#### Задание:
Определите, соответствуют ли тексту для чтения утверждения: (а) отец приехал в Монтекатини для встречи с сыном; (б) агония отца продолжалась неделю; (в) телеграмму прислал импресарио и директор театра в Варшаве. Для каждого утверждения ответьте «да» или «нет» и приведите точную цитату из текста, подтверждающую ответ.

#### Текст для чтения:
"""

Два года спустя после этого эпизода я был в Монтекатини в гостинице Ла Паче. Туда же для встречи со мной приехал мой отец. Он очень изменился, сильно похудел и говорил еле слышным голосом. Сказал, что не мог устоять против желания повидаться со мной, так как чувствует приближение смерти. Я уговаривал его выкинуть из головы эту скверную мысль и сказал, что покажу его завтра профессору Грокко, который как раз в Монтекатини. Затем я проводил его в гостиницу, где он всегда останавливался, и мы провели весь день вместе, предаваясь бесконечным воспоминаниям о прошлом. Он признался, что постоянно молил судьбу ниспослать ему возможность закончить свои дни поблизости от меня.
Потом отец представил меня хозяину гостиницы: «Это мой знаменитый сын,— сказал он,— гордость моей жизни». Мы расстались с тем, что завтра встретимся снова и вместе пойдем к врачу. Но не успел я вернуться к себе, как мне сообщили, что с отцом несчастье. Я нашел его распростертым на постели. Профессор Грокко, срочно вызванный мной, определил, что он без сознания: у него произошло кровоизлияние в мозг и никакой надежды на спасение не оставалось. Агония продолжалась три дня. В страшном горе, я не проронил ни одной слезы. Сердце мое точно окаменело. Я сделал все необходимое и проводил его в последний путь...
В 1912 году я жил в Рио-де-Жанейро в швейцарской гостинице на берегу бухты. Это чудесное уединенное место, окруженное огромными вековыми пальмами, — настоящий райский уголок. Я должен был выступить еще два раза, в двух последних спектаклях, которыми заканчивалось большое турне по театрам Южной Америки, турне, во время которого я выступил по крайней мере в сорока пяти спектаклях. Через несколько дней я должен был отплыть в Италию, где предполагал отдохнуть целый месяц, на что, как мне казалось, я имел полное право. И вдруг я получаю телеграмму от моего импресарио и директора театра в Варшаве, синьора Райхемана, который горячо убеждает меня согласиться на два выступления в «Гамлете» в парижском театре Оперы. Он сам лично был заинтересован в том, чтобы публика столицы Франции увидела меня в моей лучшей роли.

"""

#### Извлечённые данные:
"""

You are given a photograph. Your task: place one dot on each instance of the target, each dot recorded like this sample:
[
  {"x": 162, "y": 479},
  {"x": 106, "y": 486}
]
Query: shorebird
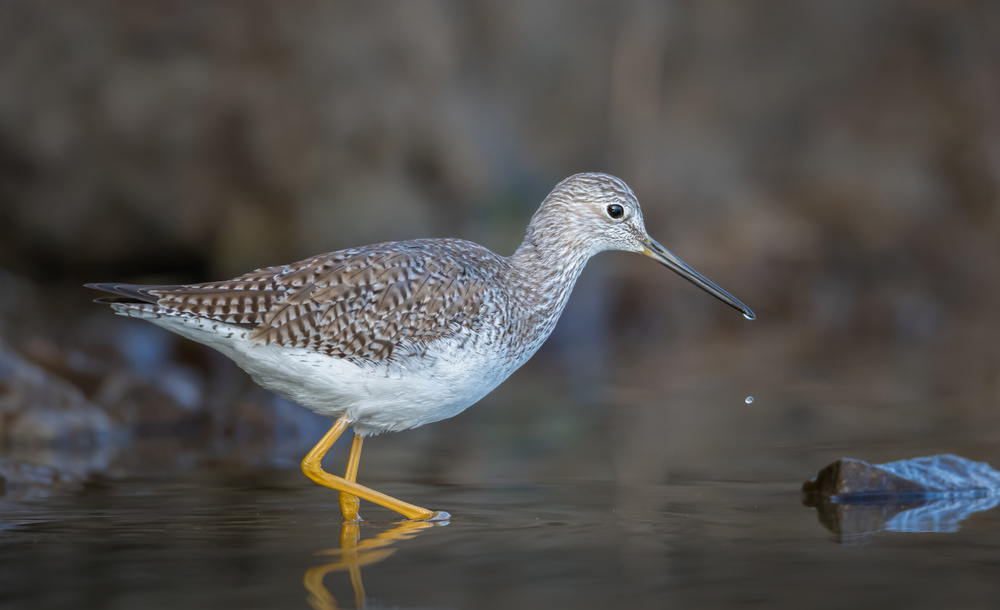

"""

#### Письменное решение:
(а) Да: «Туда же для встречи со мной приехал мой отец».
(б) Нет: «Агония продолжалась три дня».
(в) Да: «И вдруг я получаю телеграмму от моего импресарио и директора театра в Варшаве, синьора Райхемана».